Task details |
Would you write out all of the data exactly as it appears below?

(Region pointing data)
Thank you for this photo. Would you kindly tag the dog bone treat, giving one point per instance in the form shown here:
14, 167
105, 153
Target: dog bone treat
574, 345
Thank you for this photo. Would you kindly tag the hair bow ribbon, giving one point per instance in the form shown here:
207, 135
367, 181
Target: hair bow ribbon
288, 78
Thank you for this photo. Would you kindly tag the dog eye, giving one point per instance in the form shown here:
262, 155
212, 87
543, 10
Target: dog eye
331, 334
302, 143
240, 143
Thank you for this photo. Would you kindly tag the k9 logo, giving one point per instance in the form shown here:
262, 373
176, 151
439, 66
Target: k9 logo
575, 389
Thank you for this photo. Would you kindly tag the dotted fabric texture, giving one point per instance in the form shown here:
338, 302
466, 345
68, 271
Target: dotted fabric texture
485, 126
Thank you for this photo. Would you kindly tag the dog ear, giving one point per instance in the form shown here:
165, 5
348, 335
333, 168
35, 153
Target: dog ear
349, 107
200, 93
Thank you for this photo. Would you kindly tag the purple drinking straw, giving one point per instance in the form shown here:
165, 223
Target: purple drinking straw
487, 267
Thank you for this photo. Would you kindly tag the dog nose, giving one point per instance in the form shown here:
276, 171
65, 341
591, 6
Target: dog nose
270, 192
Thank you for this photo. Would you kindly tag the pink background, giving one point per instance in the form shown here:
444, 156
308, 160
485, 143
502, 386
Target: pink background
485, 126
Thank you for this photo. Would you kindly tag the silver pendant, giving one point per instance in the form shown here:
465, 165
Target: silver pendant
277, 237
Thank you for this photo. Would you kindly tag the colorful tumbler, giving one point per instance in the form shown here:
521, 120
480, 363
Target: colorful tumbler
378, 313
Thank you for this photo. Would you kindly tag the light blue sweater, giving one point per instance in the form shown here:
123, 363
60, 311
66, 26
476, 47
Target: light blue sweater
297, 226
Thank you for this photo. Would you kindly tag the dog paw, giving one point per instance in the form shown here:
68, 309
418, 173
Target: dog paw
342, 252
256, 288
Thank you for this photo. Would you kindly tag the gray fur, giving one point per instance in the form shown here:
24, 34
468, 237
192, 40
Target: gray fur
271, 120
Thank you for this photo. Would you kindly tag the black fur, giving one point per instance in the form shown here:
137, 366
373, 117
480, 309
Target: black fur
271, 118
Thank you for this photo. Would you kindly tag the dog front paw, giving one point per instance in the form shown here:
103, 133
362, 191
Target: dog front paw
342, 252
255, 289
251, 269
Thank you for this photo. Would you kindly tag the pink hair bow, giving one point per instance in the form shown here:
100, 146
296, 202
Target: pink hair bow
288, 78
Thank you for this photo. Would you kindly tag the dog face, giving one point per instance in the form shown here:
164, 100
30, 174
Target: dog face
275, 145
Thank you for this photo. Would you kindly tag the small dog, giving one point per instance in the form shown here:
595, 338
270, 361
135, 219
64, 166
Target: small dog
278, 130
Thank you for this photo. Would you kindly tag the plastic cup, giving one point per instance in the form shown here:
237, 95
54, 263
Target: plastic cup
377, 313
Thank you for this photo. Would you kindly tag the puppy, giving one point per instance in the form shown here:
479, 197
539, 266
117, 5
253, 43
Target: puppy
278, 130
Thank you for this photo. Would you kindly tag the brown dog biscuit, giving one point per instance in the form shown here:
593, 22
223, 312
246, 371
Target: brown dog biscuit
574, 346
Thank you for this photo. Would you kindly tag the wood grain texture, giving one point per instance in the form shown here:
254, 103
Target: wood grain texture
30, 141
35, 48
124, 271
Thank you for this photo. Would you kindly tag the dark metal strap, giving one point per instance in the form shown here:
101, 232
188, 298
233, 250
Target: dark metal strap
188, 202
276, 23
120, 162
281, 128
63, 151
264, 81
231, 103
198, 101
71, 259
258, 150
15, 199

Output of the task |
Thank you for this photo. Would you kindly tag the dog bone treat, giving one point per instance in the form shown here:
14, 167
105, 153
Target: dog bone treat
574, 345
Thank you for this photo. Would you kindly tag the hair bow ribbon, giving one point per instance in the form shown here:
207, 135
367, 181
Target: hair bow ribbon
288, 78
Thank you for this photo. Would you kindly tag the dog eye, giving one point per instance in the form shown here:
262, 155
212, 87
543, 10
Target: dog eye
331, 334
302, 143
240, 143
Thank you for this photo. Would you kindly tag the k9 logo, giving one point per instance in the form shown here:
262, 373
176, 151
439, 66
Target: k9 logo
575, 389
Thank you for this photo. Would you kindly tag the dotted fabric texture, giving one point per instance in the form shown here:
338, 302
466, 345
68, 271
Target: dotted fabric texture
485, 126
Thank you for this photo. Would you kindly tag the dog ear, giving one point per instance in the form shown here:
165, 5
348, 335
333, 168
35, 153
Target: dog ear
349, 107
200, 93
Thank you for this photo. Would you kindly tag the purple drinking straw, giving one point per instance in the form shown here:
165, 223
Target: purple drinking straw
487, 267
Thank you for this photo. Would you kindly tag the dog nose, giving one point per instance in the form shown here:
276, 171
65, 341
591, 6
Target: dog nose
270, 192
Thank you for this photo. Would you kindly tag the pink background, giving one point per instance in the form shown here:
444, 156
308, 160
485, 143
502, 386
Target: pink background
485, 126
Thank you for this photo. Would you kindly tag the silver pendant, giving one point per instance in the form shown here:
465, 165
Target: silver pendant
277, 237
Thank you for this photo. Would you kindly tag the colorful tumbler, giving one point per instance in the form shown here:
521, 120
480, 363
Target: colorful tumbler
378, 313
Thank you for this photo. Would you kindly tag the light blue sweater, giving one point per instance in the form shown here:
123, 363
60, 311
66, 26
476, 47
Target: light blue sweater
297, 226
Thank you for this photo. Would you kindly tag the dog paw, giving one point per instance in the form shown here:
68, 309
418, 173
Target: dog paw
342, 252
256, 288
Thank you for this photo. Would you kindly tag the gray fur, giving one point per instance in the form shown here:
24, 34
468, 237
192, 40
Target: gray fur
271, 120
Thank you for this photo. Would you kindly tag the black fur, giving one point per instance in the form shown here:
137, 366
373, 117
480, 309
Target: black fur
271, 118
Thank you for this photo. Would you kindly tag the dog front paw, giving one point per instance in the form shown here:
103, 133
362, 191
Target: dog front paw
342, 252
255, 289
251, 269
Thank you for this photo. Would you kindly tag the pink hair bow, giving one point per instance in the form shown here:
100, 146
296, 202
Target: pink hair bow
288, 78
Thank you for this photo. Would you kindly tag the dog face, giving one point per instance in the form shown here:
164, 100
30, 174
Target: dog face
275, 145
Thank you for this photo. Would you kindly tag the small dog, giving one point per instance in the form shown here:
595, 338
270, 361
135, 219
64, 166
Target: small dog
278, 130
Thank you for this photo. Would you kindly tag the plastic cup, giving one point per instance in the form shown here:
237, 95
54, 263
Target: plastic cup
377, 313
Thank you for this photo. Would you kindly tag the puppy, giving one point per instance in the form shown here:
479, 197
539, 266
117, 5
253, 43
Target: puppy
278, 130
Thank you for this photo. Would you kindly tag the brown dog biscuit, giving one point per instance in the form shown here:
593, 22
223, 312
246, 371
Target: brown dog biscuit
574, 346
Thank you for this photo. Would you kindly tag the wood grain texture, giving one point per instance in the form shown here:
254, 103
Target: wood grain texture
30, 141
35, 48
124, 271
Thank you for this photo. Would you kindly tag the dark metal strap, giving one point per instance in the form shown here:
101, 232
188, 298
233, 250
Target: dark metal strap
188, 202
276, 23
120, 162
281, 128
63, 151
264, 81
231, 103
198, 101
71, 259
258, 150
15, 199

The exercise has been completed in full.